◆ Passage for review ◆
>>>

Social relationships including family and friends play a key role in an individual’s recovery from substance-abuse problems and at the same time may also negatively influence them to become an addict, finds a study.

The findings showed that the links between substance use and social connections are bi-directional and strong.

“Our data show that social mechanisms substantially affect clinical outcomes over long periods of time,” said Robert L. Stout, a scientist at the Pacific Institute for Research and Evaluation, a US based non-profit organisation.

Often after treatment for substance abuse problems, clinicians urge patients to avoid ‘bad’ social contacts and foster ‘good’ ones, the study said.

Alcohol desgracia Image Source: Wikimedia Commons
Alcohol desgracia Image Source: Wikimedia Commons

“How clients change their social connections after treatment is a strong indicator of substance abuse outcomes one year and three years later,” Stout added.”

Nearly 20 per cent of relationship terminations pose a relapse risk to the patients.

On the other hand around 10 per cent of relationship terminations occur because of the patients’ continued use of substances.

Family and partner relationships are the least likely to end (roughly 20 per cent over two years), but about half of friendships seem to end over the span of two years.

<<<

◆ Records provided ◆
>>>

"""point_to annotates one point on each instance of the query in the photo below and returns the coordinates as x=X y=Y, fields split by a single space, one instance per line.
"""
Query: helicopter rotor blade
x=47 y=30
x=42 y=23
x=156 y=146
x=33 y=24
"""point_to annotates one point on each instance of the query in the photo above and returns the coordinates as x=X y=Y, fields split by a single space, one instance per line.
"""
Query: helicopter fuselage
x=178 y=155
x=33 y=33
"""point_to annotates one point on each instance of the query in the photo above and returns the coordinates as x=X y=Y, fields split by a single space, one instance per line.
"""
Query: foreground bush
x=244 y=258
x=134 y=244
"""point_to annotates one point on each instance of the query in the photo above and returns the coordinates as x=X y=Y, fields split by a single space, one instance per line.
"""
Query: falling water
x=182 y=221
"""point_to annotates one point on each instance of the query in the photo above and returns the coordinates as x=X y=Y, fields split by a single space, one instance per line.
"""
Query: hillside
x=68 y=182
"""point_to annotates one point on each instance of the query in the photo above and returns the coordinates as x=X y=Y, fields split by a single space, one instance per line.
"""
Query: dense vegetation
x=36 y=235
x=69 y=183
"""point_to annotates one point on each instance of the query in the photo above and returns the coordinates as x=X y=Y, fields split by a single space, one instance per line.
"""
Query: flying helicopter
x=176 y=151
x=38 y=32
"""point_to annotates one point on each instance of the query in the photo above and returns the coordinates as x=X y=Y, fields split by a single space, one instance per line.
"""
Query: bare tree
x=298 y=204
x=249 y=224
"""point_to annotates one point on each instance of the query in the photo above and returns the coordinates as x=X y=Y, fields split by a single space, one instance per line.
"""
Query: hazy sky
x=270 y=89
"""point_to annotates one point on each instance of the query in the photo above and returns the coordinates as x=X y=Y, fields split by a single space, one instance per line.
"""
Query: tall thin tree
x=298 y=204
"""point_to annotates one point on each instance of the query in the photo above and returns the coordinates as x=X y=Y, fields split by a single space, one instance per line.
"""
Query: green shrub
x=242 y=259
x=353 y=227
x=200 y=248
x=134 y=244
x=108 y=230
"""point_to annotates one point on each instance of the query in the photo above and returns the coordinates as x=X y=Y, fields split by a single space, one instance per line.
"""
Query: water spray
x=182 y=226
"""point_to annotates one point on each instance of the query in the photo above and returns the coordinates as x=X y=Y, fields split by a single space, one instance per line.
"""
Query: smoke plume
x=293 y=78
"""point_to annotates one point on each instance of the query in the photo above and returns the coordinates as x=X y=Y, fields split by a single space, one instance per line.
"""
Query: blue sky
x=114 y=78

<<<

◆ Questions to answer ◆
1. Render this sentence from the passage on social ties and substance abuse into Spanish: "The findings showed that the links between substance use and social connections are bi-directional and strong."
2. Using the passage on social ties and substance abuse, answer each of the following briefly:
(a) At which organization is Robert L. Stout a scientist?
(b) Roughly what percentage of relationship terminations occur because of the patients' continued use of substances?
(c) About what portion of friendships seem to end over the span of two years?

◆ Exercise solutions ◆
1. Los hallazgos mostraron que los vínculos entre el consumo de sustancias y las conexiones sociales son bidireccionales y fuertes.

2.
(a) The Pacific Institute for Research and Evaluation
(b) Around 10 per cent
(c) About half